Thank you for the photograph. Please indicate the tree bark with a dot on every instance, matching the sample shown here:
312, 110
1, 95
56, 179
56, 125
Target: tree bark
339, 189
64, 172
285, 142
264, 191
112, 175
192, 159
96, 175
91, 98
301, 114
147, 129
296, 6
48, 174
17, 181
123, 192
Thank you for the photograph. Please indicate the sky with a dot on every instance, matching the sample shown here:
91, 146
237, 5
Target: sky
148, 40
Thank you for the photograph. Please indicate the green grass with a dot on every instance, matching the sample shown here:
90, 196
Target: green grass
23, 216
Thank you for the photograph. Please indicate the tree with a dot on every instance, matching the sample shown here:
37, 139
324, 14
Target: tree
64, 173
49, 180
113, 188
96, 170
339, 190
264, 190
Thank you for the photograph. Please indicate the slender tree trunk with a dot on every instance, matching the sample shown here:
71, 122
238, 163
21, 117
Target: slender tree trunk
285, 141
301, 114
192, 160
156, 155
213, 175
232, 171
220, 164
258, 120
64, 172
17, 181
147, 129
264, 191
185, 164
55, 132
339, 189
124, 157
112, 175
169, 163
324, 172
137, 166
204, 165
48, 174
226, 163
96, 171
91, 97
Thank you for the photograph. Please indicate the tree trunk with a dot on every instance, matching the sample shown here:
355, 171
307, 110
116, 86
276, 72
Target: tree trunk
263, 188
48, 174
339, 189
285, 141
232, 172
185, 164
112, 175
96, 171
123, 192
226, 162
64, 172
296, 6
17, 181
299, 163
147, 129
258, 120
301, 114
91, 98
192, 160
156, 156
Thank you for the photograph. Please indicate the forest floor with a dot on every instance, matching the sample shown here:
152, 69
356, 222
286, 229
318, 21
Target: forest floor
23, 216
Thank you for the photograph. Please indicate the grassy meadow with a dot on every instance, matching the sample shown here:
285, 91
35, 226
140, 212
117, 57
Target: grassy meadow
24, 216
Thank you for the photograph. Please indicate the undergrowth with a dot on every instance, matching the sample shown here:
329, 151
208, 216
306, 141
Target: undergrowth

□ □ □

## Action item
An exact copy of the listing above is all the answer should hold.

## Answer for this exercise
Thank you for the photograph. Please indicate the tree bark with a dot on every instance, matching the sample shown here:
312, 110
1, 95
56, 179
56, 125
Target: tree bark
339, 189
64, 172
285, 142
264, 191
112, 175
192, 159
96, 175
91, 98
301, 114
147, 129
296, 6
48, 174
17, 181
123, 192
Thank you for the photograph. Please indicate the sky with a dot on every instance, matching the sample shown here:
91, 146
237, 5
Target: sky
148, 40
Thank you for the photograph. Please indicate the green grass with a dot on every instance, matching the sample shown here:
90, 196
Target: green grass
23, 216
Thank you for the photograph. Please indicate the tree with a dot on every instance, matching the sample shown here:
37, 139
324, 14
Target: tree
64, 173
49, 180
113, 188
96, 170
339, 190
264, 190
Thank you for the photograph. Please indicate the slender tree trunk with a dot on every instance, matching the sample shown here:
71, 122
238, 163
21, 117
Target: slender tree trunk
285, 141
301, 114
192, 160
156, 155
213, 175
232, 171
220, 164
258, 120
64, 172
17, 181
147, 129
264, 191
185, 164
55, 132
339, 189
124, 157
112, 175
169, 163
324, 172
137, 166
204, 165
48, 174
226, 163
96, 171
91, 97
Thank you for the photograph. Please indicate the tree trunk with a dot on every instance, matching the sample shown here:
355, 171
307, 110
116, 86
276, 72
Target: tree trunk
263, 188
48, 174
339, 189
285, 141
232, 172
185, 164
112, 175
96, 171
123, 192
226, 162
64, 172
296, 6
17, 181
299, 163
147, 129
258, 120
301, 114
91, 98
192, 160
156, 156
Thank you for the photograph. Please indicate the forest floor with a dot on every instance, matching the sample shown here:
152, 69
356, 222
286, 229
318, 21
Target: forest floor
23, 216
Thank you for the photograph. Please indicate the grassy meadow with a dot on every instance, matching the sample shown here:
285, 91
35, 226
140, 212
117, 57
Target: grassy meadow
24, 216
Thank you for the photograph. Please indicate the undergrowth with a dot on every instance, matching the sample shown here:
329, 151
208, 216
306, 141
Target: undergrowth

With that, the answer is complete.